## Goal of the exercise
Convert every item below into a two-column CSV with the columns "prompt" and "reply" and one row per item. Put each item's text and its answer in a single quoted field, with line breaks replaced by spaces.
==== Records to use ====
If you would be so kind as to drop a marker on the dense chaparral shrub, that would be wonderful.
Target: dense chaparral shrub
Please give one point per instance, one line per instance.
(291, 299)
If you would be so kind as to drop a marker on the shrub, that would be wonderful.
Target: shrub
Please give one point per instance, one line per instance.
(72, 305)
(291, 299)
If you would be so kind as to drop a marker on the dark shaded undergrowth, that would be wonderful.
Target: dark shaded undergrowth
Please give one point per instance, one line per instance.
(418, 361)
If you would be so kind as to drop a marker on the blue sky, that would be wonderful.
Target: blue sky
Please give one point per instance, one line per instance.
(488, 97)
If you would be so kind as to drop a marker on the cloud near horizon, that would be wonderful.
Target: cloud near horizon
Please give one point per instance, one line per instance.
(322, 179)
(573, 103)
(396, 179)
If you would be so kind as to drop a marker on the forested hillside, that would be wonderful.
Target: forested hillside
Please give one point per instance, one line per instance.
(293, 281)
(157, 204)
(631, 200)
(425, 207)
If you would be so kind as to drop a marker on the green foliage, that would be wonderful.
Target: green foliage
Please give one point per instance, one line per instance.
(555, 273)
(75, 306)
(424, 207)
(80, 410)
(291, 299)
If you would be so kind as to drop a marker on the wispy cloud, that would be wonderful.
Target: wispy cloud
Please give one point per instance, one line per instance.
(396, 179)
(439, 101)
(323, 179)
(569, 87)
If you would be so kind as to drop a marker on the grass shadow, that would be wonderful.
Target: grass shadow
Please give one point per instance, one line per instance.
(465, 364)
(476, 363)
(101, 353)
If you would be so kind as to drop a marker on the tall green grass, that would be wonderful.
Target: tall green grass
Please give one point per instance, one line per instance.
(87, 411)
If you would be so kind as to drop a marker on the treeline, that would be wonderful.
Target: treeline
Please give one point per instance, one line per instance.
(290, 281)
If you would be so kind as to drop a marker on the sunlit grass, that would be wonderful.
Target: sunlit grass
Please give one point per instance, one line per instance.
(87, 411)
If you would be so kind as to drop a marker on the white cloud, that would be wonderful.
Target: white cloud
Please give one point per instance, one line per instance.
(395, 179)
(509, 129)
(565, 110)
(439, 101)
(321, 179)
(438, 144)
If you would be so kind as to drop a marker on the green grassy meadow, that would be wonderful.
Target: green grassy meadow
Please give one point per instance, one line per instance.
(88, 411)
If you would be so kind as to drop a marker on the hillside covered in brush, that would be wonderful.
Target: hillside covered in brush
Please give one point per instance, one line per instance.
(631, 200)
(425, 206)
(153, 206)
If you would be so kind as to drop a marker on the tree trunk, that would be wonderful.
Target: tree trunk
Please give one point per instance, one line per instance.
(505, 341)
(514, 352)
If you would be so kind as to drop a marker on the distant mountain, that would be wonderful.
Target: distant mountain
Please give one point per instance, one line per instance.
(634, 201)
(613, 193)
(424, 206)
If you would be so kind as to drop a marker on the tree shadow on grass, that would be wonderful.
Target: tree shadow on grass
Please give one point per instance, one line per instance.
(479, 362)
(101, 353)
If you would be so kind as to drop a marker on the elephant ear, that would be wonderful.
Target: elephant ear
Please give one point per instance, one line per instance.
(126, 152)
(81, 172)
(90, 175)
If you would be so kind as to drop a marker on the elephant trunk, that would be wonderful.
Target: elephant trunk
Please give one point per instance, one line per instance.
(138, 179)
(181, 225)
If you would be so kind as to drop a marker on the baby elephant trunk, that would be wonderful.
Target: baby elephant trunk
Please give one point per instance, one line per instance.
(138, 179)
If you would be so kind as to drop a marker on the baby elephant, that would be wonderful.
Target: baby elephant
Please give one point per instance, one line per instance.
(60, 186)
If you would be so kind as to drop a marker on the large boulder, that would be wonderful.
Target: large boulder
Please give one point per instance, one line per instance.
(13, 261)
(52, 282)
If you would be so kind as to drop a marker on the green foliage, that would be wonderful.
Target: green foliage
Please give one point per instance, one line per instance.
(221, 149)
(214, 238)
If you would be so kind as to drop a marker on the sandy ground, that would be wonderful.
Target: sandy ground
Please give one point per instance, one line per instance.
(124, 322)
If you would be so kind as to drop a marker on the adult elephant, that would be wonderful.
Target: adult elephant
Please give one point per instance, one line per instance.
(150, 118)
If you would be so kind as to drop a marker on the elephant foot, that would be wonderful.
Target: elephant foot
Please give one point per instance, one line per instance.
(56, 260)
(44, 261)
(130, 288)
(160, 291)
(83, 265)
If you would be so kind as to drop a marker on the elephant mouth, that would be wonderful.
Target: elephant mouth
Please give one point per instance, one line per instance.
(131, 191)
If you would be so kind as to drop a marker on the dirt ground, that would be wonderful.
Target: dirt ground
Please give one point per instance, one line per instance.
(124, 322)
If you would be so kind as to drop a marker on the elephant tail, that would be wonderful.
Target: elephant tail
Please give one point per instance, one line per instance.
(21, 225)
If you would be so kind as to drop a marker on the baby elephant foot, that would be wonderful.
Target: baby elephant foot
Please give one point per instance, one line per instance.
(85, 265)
====
## Output of the task
prompt,reply
"If you would be so kind as to drop a marker on the dense chaparral shrub, that would be wonderful. Target: dense chaparral shrub Please give one point per instance, one line per instance.","(291, 299)"
"If you would be so kind as to drop a marker on the shrub, that would be wonderful. Target: shrub Please give one point per instance, one line per instance.","(72, 305) (291, 299)"
"If you would be so kind as to drop a marker on the dark shaded undergrowth, that would be wonderful. Target: dark shaded undergrowth Please give one point per instance, one line per instance.","(418, 361)"
"If you would be so kind as to drop a marker on the blue sky, that would be wonderful. Target: blue sky Please give one point per instance, one line per instance.","(488, 97)"
"If you would be so kind as to drop a marker on the cloud near horizon, that would be wonderful. Target: cloud near horizon Please give one point per instance, one line per instance.","(322, 179) (573, 103) (396, 179)"
"If you would be so kind as to drop a marker on the forested hillside, that would be wonderful. Target: forested hillside Please give one point per instance, one line per instance.","(293, 281) (157, 204) (631, 200) (425, 207)"
"If you would be so kind as to drop a marker on the green foliage, that would be wonderful. Target: green foliage Please give one point per instance, one line per instance.","(555, 273) (75, 306) (424, 207) (80, 410) (291, 299)"
"If you would be so kind as to drop a marker on the wispy cloud, that would be wonderful. Target: wispy cloud Please give one point per instance, one line per instance.","(396, 179) (439, 101) (323, 179) (569, 87)"
"If you would be so kind as to drop a marker on the grass shadow, that would be wonderful. Target: grass shadow Please give one point per instance, one line per instance.","(465, 364) (476, 363) (101, 353)"
"If you would be so kind as to drop a marker on the tall green grass, that would be wonderful. Target: tall green grass Please give one point per instance, one line per instance.","(87, 411)"
"If you would be so kind as to drop a marker on the treeline, that would be wonderful. Target: treeline Please give one point per instance, one line per instance.","(290, 281)"
"If you would be so kind as to drop a marker on the sunlit grass, that would be wonderful. Target: sunlit grass Please give one point per instance, one line per instance.","(87, 411)"
"If you would be so kind as to drop a marker on the white cloud, that would be wonderful. Target: white cloud Please give one point per instance, one line per instance.","(395, 179) (509, 129) (565, 110) (439, 101) (321, 179) (438, 144)"
"If you would be so kind as to drop a marker on the green grassy meadow, that would be wonderful. Target: green grassy meadow Please give one point per instance, one line per instance.","(88, 411)"
"If you would be so kind as to drop a marker on the hillside covered in brush, that would be wonderful. Target: hillside covered in brush Please give one point per instance, one line per instance.","(631, 200) (425, 206) (153, 206)"
"If you would be so kind as to drop a marker on the tree trunk, that would be wonderful. Target: tree trunk Please give one point per instance, one line per instance.","(505, 341) (514, 352)"
"If you would be so kind as to drop a marker on the distant mountain, that would be wonderful. Target: distant mountain Please give one point per instance, one line per instance.","(634, 201) (613, 193) (424, 206)"
"If you would be so kind as to drop a marker on the tree shadow on grass, that would be wonderful. Target: tree shadow on grass Please give one point per instance, one line per instance.","(479, 362) (101, 353)"
"If you would be so kind as to drop a marker on the elephant ear, that would be wonderful. Target: elephant ear Please give one point per instance, one line per instance.","(126, 152) (81, 172) (90, 175)"
"If you would be so kind as to drop a marker on the elephant trunk, that would be wonderful. Target: elephant trunk Please give one point per instance, one line per instance.","(138, 179) (181, 225)"
"If you would be so kind as to drop a marker on the baby elephant trunk, that would be wonderful. Target: baby elephant trunk Please give one point per instance, one line per instance.","(138, 179)"
"If you would be so kind as to drop a marker on the baby elephant, that would be wonderful. Target: baby elephant Please give one point per instance, one line per instance.","(60, 186)"
"If you would be so kind as to drop a marker on the large boulder, that would be wonderful. Target: large boulder Please give one point per instance, one line per instance.","(13, 261) (52, 282)"
"If you would be so kind as to drop a marker on the green foliage, that would be wonderful. Target: green foliage Please give one point per instance, one line per instance.","(221, 149) (214, 238)"
"If you would be so kind as to drop a marker on the sandy ground, that would be wonderful. Target: sandy ground Please give one point per instance, one line per instance.","(124, 322)"
"If you would be so kind as to drop a marker on the adult elephant, that would be wonderful. Target: adult elephant Please give one point per instance, one line per instance.","(150, 118)"
"If you would be so kind as to drop a marker on the elephant foot, that would be wonderful. Target: elephant foot Please give one point per instance, one line per instance.","(56, 260) (44, 261) (130, 288) (160, 291) (83, 265)"
"If you would be so kind as to drop a marker on the elephant mouth, that would be wonderful. Target: elephant mouth Please give one point per instance, one line per instance.","(131, 191)"
"If you would be so kind as to drop a marker on the dirt ground, that would be wonderful. Target: dirt ground Please give one point per instance, one line per instance.","(124, 322)"
"If you would be so kind as to drop a marker on the elephant tail, that would be wonderful. Target: elephant tail Please give one point per instance, one line per instance.","(21, 225)"
"If you would be so kind as to drop a marker on the baby elephant foot, that would be wonderful. Target: baby elephant foot Please give one point per instance, one line per instance.","(85, 265)"